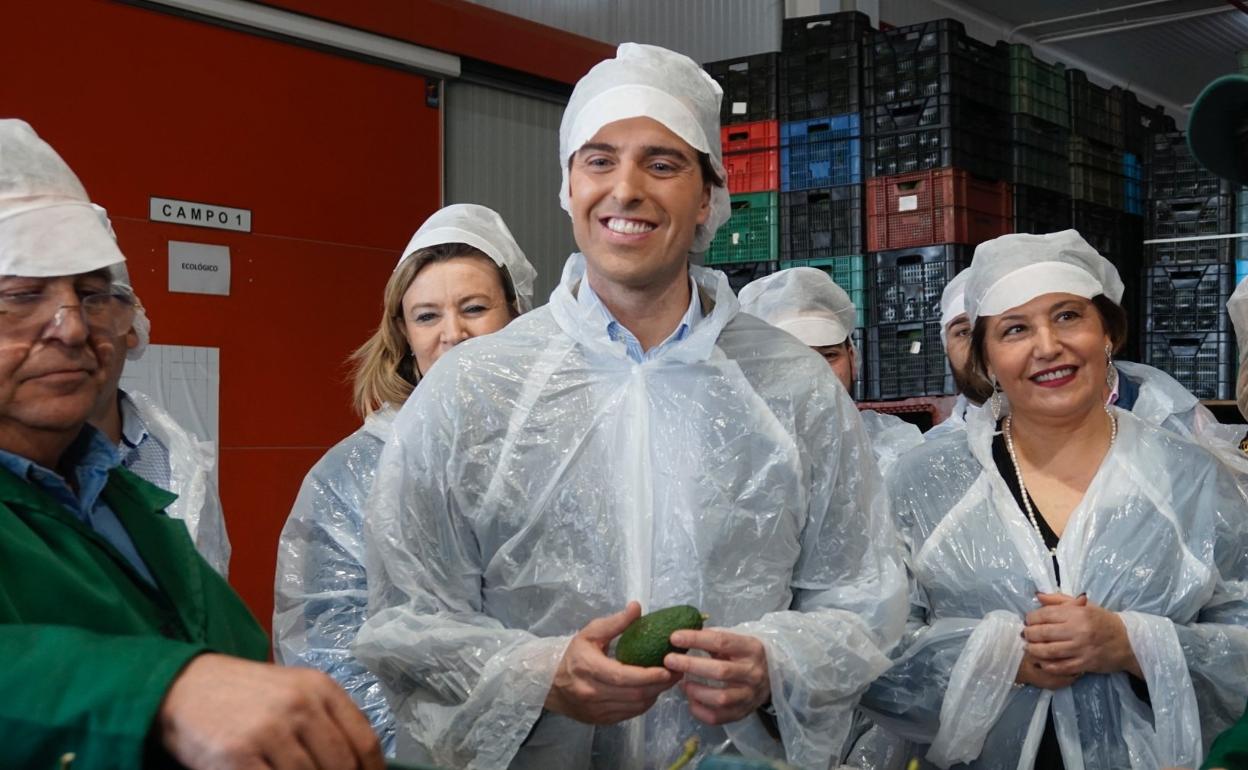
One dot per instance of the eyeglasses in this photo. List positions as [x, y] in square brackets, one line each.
[26, 316]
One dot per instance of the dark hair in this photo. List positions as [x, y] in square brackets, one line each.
[1113, 320]
[709, 175]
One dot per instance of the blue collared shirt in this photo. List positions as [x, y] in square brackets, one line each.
[589, 300]
[91, 456]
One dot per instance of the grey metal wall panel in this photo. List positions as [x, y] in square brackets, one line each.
[587, 18]
[704, 30]
[502, 151]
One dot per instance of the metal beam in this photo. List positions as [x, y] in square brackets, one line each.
[325, 34]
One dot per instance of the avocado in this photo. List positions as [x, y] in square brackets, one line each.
[645, 642]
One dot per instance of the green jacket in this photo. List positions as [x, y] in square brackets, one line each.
[87, 648]
[1231, 749]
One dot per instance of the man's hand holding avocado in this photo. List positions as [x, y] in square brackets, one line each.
[593, 688]
[736, 668]
[652, 657]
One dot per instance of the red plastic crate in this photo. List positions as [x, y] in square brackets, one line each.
[936, 206]
[746, 137]
[753, 171]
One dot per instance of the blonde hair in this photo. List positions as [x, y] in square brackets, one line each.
[383, 370]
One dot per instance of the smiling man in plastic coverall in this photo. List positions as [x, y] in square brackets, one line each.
[114, 633]
[635, 439]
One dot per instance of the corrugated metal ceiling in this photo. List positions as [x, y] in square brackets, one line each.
[1173, 59]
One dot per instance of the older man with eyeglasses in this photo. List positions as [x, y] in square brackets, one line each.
[121, 647]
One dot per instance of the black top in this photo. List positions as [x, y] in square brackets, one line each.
[1050, 754]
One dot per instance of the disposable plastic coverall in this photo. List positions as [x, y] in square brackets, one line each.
[1161, 537]
[1162, 402]
[890, 437]
[539, 478]
[322, 589]
[956, 419]
[1166, 403]
[190, 462]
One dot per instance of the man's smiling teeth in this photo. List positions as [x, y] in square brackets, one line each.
[628, 226]
[1055, 375]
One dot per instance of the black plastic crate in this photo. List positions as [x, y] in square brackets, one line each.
[1036, 87]
[1131, 242]
[1038, 154]
[906, 283]
[1101, 226]
[1040, 211]
[1096, 112]
[1174, 174]
[931, 59]
[1188, 217]
[750, 85]
[1181, 252]
[906, 360]
[820, 224]
[1140, 124]
[804, 33]
[1096, 172]
[1188, 297]
[936, 132]
[820, 81]
[1202, 362]
[891, 154]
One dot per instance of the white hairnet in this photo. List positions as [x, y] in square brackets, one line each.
[1237, 307]
[803, 301]
[121, 280]
[649, 81]
[46, 222]
[952, 300]
[1016, 268]
[484, 230]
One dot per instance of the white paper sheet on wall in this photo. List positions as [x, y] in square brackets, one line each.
[185, 381]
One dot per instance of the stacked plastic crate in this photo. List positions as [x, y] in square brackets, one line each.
[821, 151]
[1100, 182]
[1189, 272]
[1040, 127]
[748, 246]
[937, 159]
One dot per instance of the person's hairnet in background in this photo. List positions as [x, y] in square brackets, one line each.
[484, 230]
[952, 300]
[46, 224]
[1014, 270]
[668, 87]
[803, 301]
[121, 282]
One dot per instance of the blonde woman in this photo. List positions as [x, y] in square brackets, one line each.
[461, 276]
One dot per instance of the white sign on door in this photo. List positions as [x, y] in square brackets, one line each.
[199, 268]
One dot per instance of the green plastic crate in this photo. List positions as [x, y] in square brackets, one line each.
[846, 272]
[1037, 87]
[751, 235]
[1242, 224]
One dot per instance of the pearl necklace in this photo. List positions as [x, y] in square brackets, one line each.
[1014, 457]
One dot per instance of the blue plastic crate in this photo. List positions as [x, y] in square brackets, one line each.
[820, 152]
[1133, 184]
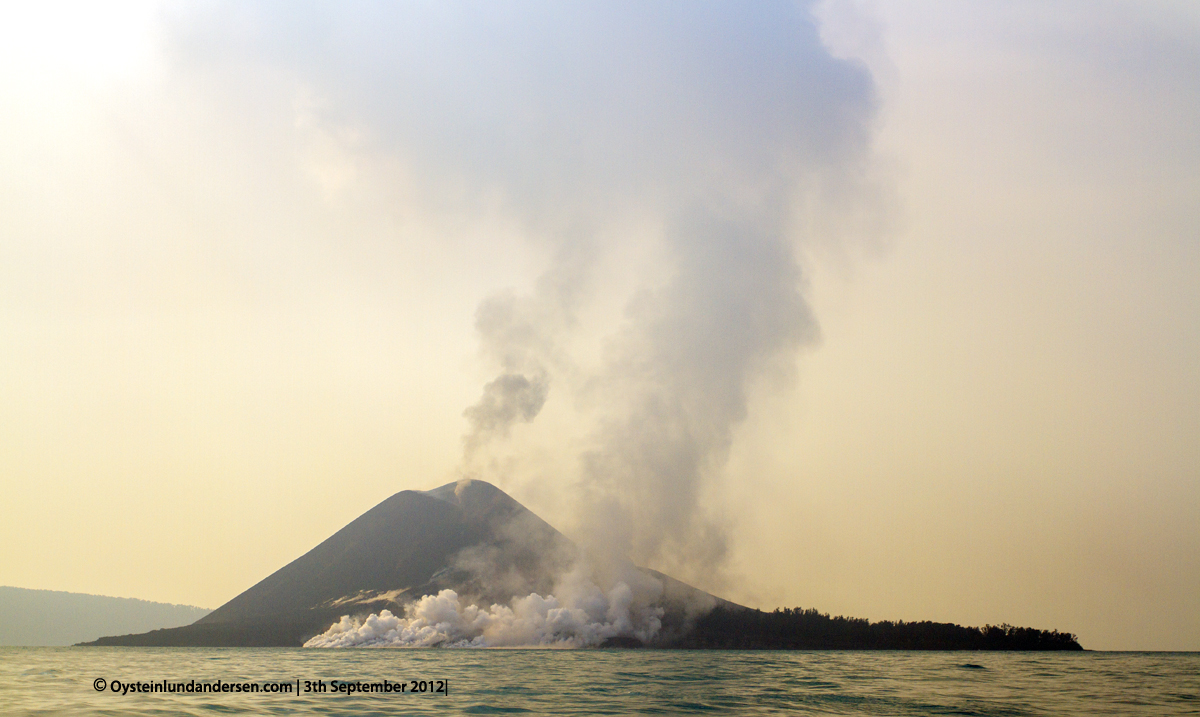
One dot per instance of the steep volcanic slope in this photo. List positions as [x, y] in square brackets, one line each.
[467, 536]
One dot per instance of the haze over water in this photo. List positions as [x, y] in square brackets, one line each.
[60, 680]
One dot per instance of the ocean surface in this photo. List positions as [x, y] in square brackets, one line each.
[107, 681]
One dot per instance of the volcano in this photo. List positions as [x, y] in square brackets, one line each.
[468, 537]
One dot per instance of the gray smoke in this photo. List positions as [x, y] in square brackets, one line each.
[726, 128]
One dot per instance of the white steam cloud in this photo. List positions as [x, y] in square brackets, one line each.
[725, 134]
[583, 616]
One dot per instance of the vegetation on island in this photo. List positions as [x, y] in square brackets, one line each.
[797, 628]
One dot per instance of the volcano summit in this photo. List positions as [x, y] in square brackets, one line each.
[471, 565]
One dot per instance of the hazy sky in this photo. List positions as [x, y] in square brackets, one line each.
[889, 309]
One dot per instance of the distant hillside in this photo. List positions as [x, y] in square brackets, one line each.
[49, 618]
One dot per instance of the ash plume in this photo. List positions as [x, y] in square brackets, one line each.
[721, 133]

********

Can you format every line of the listing above as a numbered list, skipping blank lines and leaving out the pictures?

§ Correct output:
1. One dot per instance of the eyeglasses in this photo. List positions as [x, y] in square brackets, one line each.
2. [26, 316]
3. One dot per instance of the dark hair in this photo. List positions as [x, y] in square brackets, one line each.
4. [1113, 320]
5. [709, 175]
6. One dot per instance of the blue collared shirt in this photo. List positions as [x, y] in square brackets, one line each.
7. [589, 300]
8. [91, 456]
9. One dot per instance of the grey metal wall panel in this photo. List positions as [x, y] in square brackets, one line each.
10. [587, 18]
11. [704, 30]
12. [502, 151]
13. One dot per instance of the metal beam in this photo. List positions as [x, y] in square brackets, one line each.
14. [325, 34]
15. One dot per instance of the avocado in this photo. List positions as [x, y] in square brackets, one line each.
16. [645, 642]
17. One dot per instance of the green jacket in this photo. List positions as [x, y] in square brackets, one line each.
18. [87, 648]
19. [1231, 749]
20. One dot per instance of the man's hand holding avocado in this photo. List positions as [x, y] in square brackets, one line each.
21. [593, 688]
22. [736, 668]
23. [652, 657]
24. One dot per instance of the red plastic crate in this photo. List positions as [x, y] in square brackets, one line each.
25. [936, 206]
26. [746, 137]
27. [753, 171]
28. One dot per instance of the blonde hair in this photo. List positions as [x, y] in square brackets, one line each.
29. [383, 370]
30. One dot per instance of the smiling man in plastic coverall in this photo. List positions as [x, y] in square brackets, one line each.
31. [114, 633]
32. [635, 439]
33. One dot per instance of the corrugated metal ceiling in this photo. List positions as [x, y] in square brackets, one line each.
34. [1173, 59]
35. One dot per instance of the older man with eyeglasses in this photo. List positions as [x, y] in square brackets, one line each.
36. [121, 647]
37. One dot per instance of the black top in this photo. List positions as [x, y] in square brackets, one line each.
38. [1050, 754]
39. One dot per instance of the disposable plastic coverall in this photo. List positions as [x, y] in square brackets, one line each.
40. [1161, 537]
41. [1162, 402]
42. [890, 437]
43. [539, 478]
44. [322, 589]
45. [956, 419]
46. [1166, 403]
47. [190, 462]
48. One dot per instance of the man's smiling teeth in this photo. List positions as [x, y] in square brackets, one line each.
49. [628, 226]
50. [1055, 375]
51. One dot per instance of the black plastic crate in this photo. List positions as [x, y] in square brackets, one line each.
52. [1036, 87]
53. [1131, 242]
54. [1038, 154]
55. [906, 283]
56. [1101, 226]
57. [1040, 211]
58. [1096, 112]
59. [1174, 174]
60. [931, 59]
61. [1188, 217]
62. [750, 85]
63. [1181, 252]
64. [906, 360]
65. [820, 224]
66. [1140, 124]
67. [804, 33]
68. [1096, 172]
69. [1188, 297]
70. [936, 132]
71. [820, 81]
72. [1202, 362]
73. [891, 154]
74. One dot per instance of the white hairnet in this photo. List positions as [x, y] in square brackets, one line each.
75. [1237, 307]
76. [803, 301]
77. [121, 280]
78. [649, 81]
79. [46, 222]
80. [952, 300]
81. [1016, 268]
82. [484, 230]
83. One dot per instance of the white paper sheet on wall in this photo. List positions as [x, y] in square brackets, one line each.
84. [185, 381]
85. One dot per instance of the stacked plastic crate in this photo. List positions as [x, y] in square brackets, one line each.
86. [821, 151]
87. [1100, 182]
88. [1189, 272]
89. [1040, 127]
90. [748, 246]
91. [937, 159]
92. One dot per instance of the person's hairnet in background in this photo. List positions as [x, y] in square brackets, one line each.
93. [484, 230]
94. [952, 300]
95. [46, 224]
96. [1014, 270]
97. [668, 87]
98. [803, 301]
99. [121, 282]
100. One dot per instance of the blonde woman in this photo. List positions as [x, y] in square brackets, one line each.
101. [461, 276]
102. One dot per instance of the white sign on door in this photo. List positions as [x, y] in square brackets, one line each.
103. [199, 268]
104. One dot per instance of the green plastic crate in this photo. List positions as [x, y] in square brackets, one line each.
105. [846, 272]
106. [1037, 87]
107. [751, 235]
108. [1242, 224]
109. One dot per instance of the pearl necklace in this photo. List positions as [x, y] in square brackets, one line each.
110. [1014, 457]
111. One dot per instance of the blue plastic crate in this photo. List positions as [x, y] in square brackets, one line each.
112. [820, 152]
113. [1133, 184]
114. One dot per instance of the steep volcanic slope in this photo. List positions as [x, y] in square brackets, one line each.
115. [467, 536]
116. One dot per instance of the haze over water in this photo. List positions as [x, y] in square brackets, one line each.
117. [60, 680]
118. One dot per instance of the ocean surface in this photo. List positions as [x, y] in square brackets, one line each.
119. [107, 681]
120. One dot per instance of the volcano in this photo. List positions as [x, y] in square brackets, one line each.
121. [468, 537]
122. One dot per instance of the gray smoke in this photo. List positions as [x, y] in square brackets, one line each.
123. [726, 128]
124. One dot per instance of the white steam cloud in this photo. List positions as [x, y] in square brackets, one line each.
125. [725, 134]
126. [583, 616]
127. One dot per instance of the vegetation on island in this photo. List positions as [x, y] in square brackets, one line each.
128. [797, 628]
129. One dot per instance of the volcano summit in this photo. List positions as [x, y] in square brackets, one line each.
130. [471, 565]
131. One dot per instance of the hazy sky in this photo. List positions as [x, y] in square brackets, one line each.
132. [889, 309]
133. One dot per instance of the distant hillside in this photo. List positions as [x, y] in square brackets, one line each.
134. [49, 618]
135. One dot per instance of the ash plume in this photo. List positions as [x, y] in square brackets, one line each.
136. [721, 133]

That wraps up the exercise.